▶ [DOCUMENT EXTRACT]
No longer would an army’s rate of advance be based on the pace of a foot soldier, or slowed by cavalry regiments’ mounts that had to be regularly fed and watered. The tank, deployed in huge numbers, would make fast-moving armies invincible.
Yet now, some 100 years after it was first deployed by the Army, the Ministry of Defence is reportedly considering scrapping tanks altogether under radical proposals to modernise our forces and focus on cyberwarfare.
The cost of upgrading Britain’s ageing fleet of 227 Challenger 2 tanks and the 338 armoured Warrior fighting vehicles that support them on the battlefield is apparently prohibitive. If these vast machines are mothballed, it would not only bring to an end the glorious history of the British tank but even presage the end for its supremacy in other countries.
But it was Winston Churchill, then the dynamic young First Lord of the Admiralty, who first championed the tank in London in 1914, after hearing that the War Office had abandoned tests involving a tractor-like vehicle called a ‘trench crosser’ as the heavy vehicles were considered too cumbersome.
Churchill’s ever-fertile imagination was fired up by the idea of a vehicle with caterpillar tracks rather than wheels that enabled it to crawl over any terrain, however hostile.
Searching for ways to break the deadlock that had bogged down movement in the trenches of France and Flanders, Churchill took over the mothballed project.
He immediately ordered production of 18 experimental vehicles he called ‘landships’ but which soon acquired the nickname of ‘tanks’, as the people who made them reckoned they looked like water tanks.
In those early days, tanks were put into action in groups of two or three at a time, but a far-sighted British commander in the newly-formed Tank Corps, J F C ‘Boney’ Fuller, suggested switching strategy and using hundreds of tanks in a co-ordinated mass attack.

▶ [PROBLEM TO SOLVE]
Reproduce the portion of the passage on the history of the tank starting with "Churchill’s ever-fertile imagination" and going on through "the mothballed project.".

[A block of data]
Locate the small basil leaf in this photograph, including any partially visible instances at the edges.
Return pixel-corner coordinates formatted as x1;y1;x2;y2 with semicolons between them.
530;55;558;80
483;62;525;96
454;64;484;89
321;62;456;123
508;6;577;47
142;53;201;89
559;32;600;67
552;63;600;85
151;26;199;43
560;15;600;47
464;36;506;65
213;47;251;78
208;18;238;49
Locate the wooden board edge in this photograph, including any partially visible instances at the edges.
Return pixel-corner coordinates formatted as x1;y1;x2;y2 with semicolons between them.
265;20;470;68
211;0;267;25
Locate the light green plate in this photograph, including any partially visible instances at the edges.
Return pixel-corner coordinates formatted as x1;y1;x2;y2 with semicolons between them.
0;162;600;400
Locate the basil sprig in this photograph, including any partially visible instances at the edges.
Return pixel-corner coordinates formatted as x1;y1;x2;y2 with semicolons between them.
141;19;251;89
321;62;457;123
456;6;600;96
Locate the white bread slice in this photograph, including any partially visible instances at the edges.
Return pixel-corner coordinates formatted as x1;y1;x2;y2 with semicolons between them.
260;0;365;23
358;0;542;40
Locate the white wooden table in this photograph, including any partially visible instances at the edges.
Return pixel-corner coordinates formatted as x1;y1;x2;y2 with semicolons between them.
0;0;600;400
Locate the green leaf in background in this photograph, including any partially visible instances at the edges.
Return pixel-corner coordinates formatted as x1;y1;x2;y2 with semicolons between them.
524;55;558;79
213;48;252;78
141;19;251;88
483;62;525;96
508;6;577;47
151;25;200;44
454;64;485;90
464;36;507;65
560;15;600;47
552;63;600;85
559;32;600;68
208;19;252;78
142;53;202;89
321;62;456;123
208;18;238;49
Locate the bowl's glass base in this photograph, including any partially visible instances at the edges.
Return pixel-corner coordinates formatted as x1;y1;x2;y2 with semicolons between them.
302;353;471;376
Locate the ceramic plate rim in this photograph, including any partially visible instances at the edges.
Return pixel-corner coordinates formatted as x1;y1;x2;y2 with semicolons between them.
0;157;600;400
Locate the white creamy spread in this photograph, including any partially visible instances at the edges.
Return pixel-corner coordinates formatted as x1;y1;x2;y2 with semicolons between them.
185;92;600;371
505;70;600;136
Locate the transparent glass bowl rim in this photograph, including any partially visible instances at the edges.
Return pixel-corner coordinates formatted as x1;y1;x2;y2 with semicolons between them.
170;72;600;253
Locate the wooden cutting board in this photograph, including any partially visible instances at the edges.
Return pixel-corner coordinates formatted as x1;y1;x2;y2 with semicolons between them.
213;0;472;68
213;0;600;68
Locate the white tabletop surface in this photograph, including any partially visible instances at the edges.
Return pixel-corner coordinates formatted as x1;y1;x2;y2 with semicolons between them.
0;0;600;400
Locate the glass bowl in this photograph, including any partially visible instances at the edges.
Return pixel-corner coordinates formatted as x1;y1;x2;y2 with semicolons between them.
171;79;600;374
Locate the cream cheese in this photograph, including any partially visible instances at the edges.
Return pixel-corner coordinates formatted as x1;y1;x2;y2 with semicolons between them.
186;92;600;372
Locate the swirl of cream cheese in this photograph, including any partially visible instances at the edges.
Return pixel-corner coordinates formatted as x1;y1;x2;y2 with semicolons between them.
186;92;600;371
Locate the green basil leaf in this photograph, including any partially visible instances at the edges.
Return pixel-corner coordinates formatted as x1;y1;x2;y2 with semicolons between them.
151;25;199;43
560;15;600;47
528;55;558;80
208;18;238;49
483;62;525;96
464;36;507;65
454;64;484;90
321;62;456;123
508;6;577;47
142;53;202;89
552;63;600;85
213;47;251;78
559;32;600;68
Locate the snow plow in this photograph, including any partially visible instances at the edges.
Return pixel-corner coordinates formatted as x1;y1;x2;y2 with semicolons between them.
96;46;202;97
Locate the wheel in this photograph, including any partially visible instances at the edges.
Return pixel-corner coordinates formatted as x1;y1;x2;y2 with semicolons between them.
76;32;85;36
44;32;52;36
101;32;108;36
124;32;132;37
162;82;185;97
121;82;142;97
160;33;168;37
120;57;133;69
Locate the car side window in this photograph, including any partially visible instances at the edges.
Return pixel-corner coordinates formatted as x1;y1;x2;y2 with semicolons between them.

▶ [WRITTEN ANSWER]
Churchill’s ever-fertile imagination was fired up by the idea of a vehicle with caterpillar tracks rather than wheels that enabled it to crawl over any terrain, however hostile.
Searching for ways to break the deadlock that had bogged down movement in the trenches of France and Flanders, Churchill took over the mothballed project.